**Required action:** Please provide the entries below again, word for word.

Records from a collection
⟨
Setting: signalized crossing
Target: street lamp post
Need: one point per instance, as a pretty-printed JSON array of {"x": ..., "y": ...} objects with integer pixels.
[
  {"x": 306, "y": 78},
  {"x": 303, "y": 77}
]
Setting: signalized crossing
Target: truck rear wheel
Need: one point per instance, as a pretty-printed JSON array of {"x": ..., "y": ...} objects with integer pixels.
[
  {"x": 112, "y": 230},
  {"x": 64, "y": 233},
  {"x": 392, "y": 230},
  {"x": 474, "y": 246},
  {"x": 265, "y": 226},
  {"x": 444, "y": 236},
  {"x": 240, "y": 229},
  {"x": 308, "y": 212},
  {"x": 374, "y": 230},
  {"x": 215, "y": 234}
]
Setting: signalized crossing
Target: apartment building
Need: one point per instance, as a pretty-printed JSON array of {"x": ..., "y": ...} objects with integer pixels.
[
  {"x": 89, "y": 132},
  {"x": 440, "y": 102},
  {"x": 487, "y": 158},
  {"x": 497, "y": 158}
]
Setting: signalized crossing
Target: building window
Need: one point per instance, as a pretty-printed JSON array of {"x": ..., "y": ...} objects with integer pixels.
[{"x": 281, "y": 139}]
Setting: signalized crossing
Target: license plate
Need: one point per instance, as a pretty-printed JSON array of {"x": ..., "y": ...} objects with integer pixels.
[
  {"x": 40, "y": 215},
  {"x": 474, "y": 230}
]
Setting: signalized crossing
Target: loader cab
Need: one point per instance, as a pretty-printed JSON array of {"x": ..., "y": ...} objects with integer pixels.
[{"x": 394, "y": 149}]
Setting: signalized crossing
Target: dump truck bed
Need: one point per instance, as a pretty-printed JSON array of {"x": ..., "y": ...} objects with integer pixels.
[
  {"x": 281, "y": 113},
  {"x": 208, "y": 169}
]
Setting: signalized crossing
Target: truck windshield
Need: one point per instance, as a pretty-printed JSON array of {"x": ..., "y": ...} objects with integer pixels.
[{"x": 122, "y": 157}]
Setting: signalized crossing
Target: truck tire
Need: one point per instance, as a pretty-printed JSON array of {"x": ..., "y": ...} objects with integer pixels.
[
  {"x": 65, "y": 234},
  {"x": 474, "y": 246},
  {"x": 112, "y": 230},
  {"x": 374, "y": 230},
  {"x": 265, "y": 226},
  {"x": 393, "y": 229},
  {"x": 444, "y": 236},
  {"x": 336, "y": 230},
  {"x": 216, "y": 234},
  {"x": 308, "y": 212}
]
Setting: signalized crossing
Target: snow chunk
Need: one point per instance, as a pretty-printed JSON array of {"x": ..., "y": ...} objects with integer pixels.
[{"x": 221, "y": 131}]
⟩
**Task answer:**
Setting: signalized crossing
Target: street lamp post
Need: one point per instance, as a pretty-printed JSON array of {"x": ..., "y": ...} objects with integer pixels.
[
  {"x": 306, "y": 78},
  {"x": 303, "y": 77}
]
Setting: signalized crossing
Target: truck rear wheel
Need: one point per instance, as a pretty-printed JSON array of {"x": ..., "y": ...} objects with integer pixels.
[
  {"x": 112, "y": 230},
  {"x": 64, "y": 233},
  {"x": 392, "y": 230},
  {"x": 474, "y": 246},
  {"x": 265, "y": 226},
  {"x": 444, "y": 236},
  {"x": 240, "y": 229},
  {"x": 308, "y": 212},
  {"x": 374, "y": 230},
  {"x": 215, "y": 234}
]
Setting: signalized crossing
Target: apartment building
Need: one point per instance, as a pretty-printed JSON array of {"x": ..., "y": ...} objects with integer pixels.
[
  {"x": 89, "y": 132},
  {"x": 440, "y": 102},
  {"x": 487, "y": 158},
  {"x": 497, "y": 158}
]
Setting: signalized crossing
Target: building window
Need: one point per instance, as a pretty-printed JSON array of {"x": ..., "y": ...} objects with integer pixels.
[{"x": 281, "y": 139}]
Setting: signalized crossing
Target: license plate
Need: one point per instance, as a pretty-printed JSON array of {"x": ..., "y": ...} objects with integer pixels.
[
  {"x": 40, "y": 215},
  {"x": 474, "y": 230}
]
Setting: signalized crossing
Target: loader cab
Need: one point per instance, as a pretty-printed JSON array of {"x": ..., "y": ...} objects with integer pixels.
[{"x": 394, "y": 149}]
Setting: signalized crossing
Target: dump truck bed
Need: one point per instance, as a pretty-printed JSON array of {"x": ..., "y": ...} objects with integer pixels.
[
  {"x": 281, "y": 113},
  {"x": 208, "y": 169}
]
Setting: signalized crossing
Target: truck windshield
Need: one point per instance, as a pretty-printed JSON array of {"x": ..., "y": ...} objects with integer pixels.
[{"x": 122, "y": 157}]
Setting: signalized crossing
Target: truck tire
Need: one point per instance, as a pretty-printed JSON array of {"x": ..., "y": ...} objects with integer pixels.
[
  {"x": 65, "y": 234},
  {"x": 474, "y": 246},
  {"x": 112, "y": 230},
  {"x": 374, "y": 230},
  {"x": 265, "y": 226},
  {"x": 393, "y": 229},
  {"x": 444, "y": 236},
  {"x": 336, "y": 230},
  {"x": 216, "y": 234},
  {"x": 308, "y": 212}
]
Setting: signalized crossing
Target: snow chunk
Need: one point per instance, as a pretty-printed JSON array of {"x": ..., "y": ...} objects with integer pixels.
[{"x": 221, "y": 131}]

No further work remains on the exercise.